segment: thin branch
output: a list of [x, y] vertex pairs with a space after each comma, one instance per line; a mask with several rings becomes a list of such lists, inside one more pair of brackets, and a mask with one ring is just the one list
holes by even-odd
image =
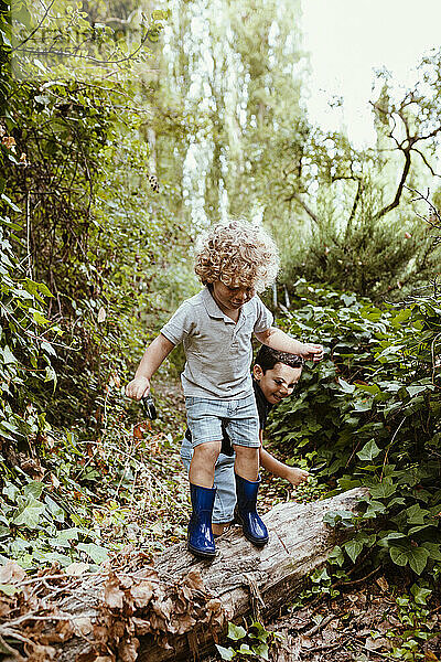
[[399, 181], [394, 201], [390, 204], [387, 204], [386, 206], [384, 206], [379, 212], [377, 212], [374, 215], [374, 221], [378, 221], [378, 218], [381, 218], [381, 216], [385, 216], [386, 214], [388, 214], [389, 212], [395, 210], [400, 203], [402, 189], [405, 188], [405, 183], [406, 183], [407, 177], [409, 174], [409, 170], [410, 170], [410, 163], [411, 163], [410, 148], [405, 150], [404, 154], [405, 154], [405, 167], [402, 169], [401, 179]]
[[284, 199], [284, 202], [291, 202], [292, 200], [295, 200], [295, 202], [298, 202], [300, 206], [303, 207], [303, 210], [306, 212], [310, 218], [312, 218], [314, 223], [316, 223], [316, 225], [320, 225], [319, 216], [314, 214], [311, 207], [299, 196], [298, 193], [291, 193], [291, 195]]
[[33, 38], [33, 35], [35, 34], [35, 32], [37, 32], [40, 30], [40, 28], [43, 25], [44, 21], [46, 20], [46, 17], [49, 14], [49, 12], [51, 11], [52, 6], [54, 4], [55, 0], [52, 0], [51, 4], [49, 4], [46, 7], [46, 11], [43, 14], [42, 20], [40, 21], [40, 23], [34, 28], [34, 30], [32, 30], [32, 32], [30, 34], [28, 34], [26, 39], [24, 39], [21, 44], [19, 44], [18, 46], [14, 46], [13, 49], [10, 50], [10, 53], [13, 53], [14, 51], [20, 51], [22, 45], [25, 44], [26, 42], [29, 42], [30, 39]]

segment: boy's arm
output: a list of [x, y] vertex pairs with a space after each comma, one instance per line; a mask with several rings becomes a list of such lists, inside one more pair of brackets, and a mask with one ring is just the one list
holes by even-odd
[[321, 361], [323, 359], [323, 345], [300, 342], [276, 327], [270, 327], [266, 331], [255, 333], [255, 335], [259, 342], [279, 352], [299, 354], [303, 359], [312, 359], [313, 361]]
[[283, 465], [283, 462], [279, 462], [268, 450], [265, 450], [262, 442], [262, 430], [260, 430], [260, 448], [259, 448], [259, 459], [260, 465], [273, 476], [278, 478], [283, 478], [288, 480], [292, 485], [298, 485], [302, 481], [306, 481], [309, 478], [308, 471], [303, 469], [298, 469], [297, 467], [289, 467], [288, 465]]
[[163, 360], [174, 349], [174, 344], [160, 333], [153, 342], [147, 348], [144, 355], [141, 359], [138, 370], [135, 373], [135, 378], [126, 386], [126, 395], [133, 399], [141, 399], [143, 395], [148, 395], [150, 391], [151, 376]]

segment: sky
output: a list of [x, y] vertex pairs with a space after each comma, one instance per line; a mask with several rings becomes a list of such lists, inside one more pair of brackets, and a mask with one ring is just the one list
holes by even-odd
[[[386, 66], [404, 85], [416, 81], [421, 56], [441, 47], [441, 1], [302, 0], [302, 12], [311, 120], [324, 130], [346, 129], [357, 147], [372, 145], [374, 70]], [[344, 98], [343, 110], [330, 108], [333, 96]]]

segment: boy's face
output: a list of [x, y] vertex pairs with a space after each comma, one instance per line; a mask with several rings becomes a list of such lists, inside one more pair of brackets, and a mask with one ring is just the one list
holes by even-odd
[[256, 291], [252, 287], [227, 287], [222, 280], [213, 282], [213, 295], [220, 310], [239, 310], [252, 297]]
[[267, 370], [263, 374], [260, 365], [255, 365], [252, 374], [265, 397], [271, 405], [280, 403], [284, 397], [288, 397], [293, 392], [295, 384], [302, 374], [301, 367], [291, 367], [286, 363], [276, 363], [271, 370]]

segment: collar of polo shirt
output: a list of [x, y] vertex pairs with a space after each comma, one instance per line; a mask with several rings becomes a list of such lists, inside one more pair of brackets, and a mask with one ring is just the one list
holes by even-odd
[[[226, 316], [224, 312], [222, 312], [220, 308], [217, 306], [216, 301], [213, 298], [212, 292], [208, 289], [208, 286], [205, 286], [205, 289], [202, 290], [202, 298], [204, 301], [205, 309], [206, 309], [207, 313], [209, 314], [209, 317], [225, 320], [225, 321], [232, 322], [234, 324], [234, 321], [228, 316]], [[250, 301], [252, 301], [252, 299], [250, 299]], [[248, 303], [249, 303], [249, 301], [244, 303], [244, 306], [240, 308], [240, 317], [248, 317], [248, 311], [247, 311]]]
+ + + +
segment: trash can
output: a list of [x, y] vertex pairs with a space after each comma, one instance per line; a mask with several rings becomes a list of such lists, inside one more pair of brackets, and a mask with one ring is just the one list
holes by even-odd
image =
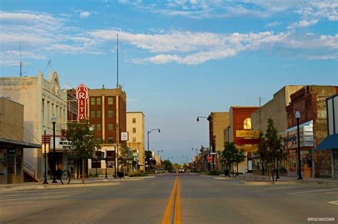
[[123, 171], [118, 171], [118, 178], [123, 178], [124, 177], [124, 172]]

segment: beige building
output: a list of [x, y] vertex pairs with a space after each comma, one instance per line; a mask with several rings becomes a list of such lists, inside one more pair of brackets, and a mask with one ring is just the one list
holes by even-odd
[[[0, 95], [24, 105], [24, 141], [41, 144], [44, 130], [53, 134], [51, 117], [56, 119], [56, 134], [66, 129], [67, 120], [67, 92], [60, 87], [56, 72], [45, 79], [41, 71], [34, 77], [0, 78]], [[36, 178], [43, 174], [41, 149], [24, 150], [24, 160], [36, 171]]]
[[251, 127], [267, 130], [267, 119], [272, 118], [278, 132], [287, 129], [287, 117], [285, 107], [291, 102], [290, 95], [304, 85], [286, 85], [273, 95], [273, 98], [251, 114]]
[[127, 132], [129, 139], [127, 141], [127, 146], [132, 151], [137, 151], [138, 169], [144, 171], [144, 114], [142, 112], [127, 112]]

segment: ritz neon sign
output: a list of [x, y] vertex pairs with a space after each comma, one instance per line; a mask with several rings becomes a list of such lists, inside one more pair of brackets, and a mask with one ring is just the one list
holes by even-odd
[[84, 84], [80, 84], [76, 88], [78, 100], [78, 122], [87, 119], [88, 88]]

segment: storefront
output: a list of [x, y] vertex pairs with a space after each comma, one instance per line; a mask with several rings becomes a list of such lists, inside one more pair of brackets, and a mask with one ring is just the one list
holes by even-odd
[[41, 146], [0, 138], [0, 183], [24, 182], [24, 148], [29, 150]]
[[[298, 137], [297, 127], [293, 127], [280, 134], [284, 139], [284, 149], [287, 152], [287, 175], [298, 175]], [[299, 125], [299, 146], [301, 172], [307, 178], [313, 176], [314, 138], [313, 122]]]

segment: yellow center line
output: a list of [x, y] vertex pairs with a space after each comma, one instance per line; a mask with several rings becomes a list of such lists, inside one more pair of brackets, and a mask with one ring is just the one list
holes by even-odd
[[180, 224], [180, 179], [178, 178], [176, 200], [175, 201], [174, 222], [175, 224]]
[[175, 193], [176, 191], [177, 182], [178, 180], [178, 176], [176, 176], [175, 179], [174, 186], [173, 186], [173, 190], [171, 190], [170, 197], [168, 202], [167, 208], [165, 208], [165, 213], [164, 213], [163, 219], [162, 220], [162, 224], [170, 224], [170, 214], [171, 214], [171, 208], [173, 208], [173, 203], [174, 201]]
+ + + +
| Task |
Reproduce the lines between the ones holding "segment: beige building" and "160], [36, 171]]]", inclusive, leaving the requests as they are but shifting every x and y vertex coordinate in the answers up by 75.

| Problem solution |
segment: beige building
output: a list of [x, y] vertex pairs with a space after each comma, one instance per line; a mask with several rings becomes a list of such lists, inside one more pair of brackets, and a mask with one ring is just the one list
holes by even-odd
[[[75, 170], [99, 180], [99, 216], [116, 219], [119, 205], [128, 209], [126, 192], [131, 194], [131, 209], [141, 204], [142, 195], [142, 167], [135, 162], [131, 147], [120, 154], [116, 146], [109, 152], [75, 153]], [[111, 253], [118, 249], [116, 224], [99, 225], [99, 235], [111, 246]]]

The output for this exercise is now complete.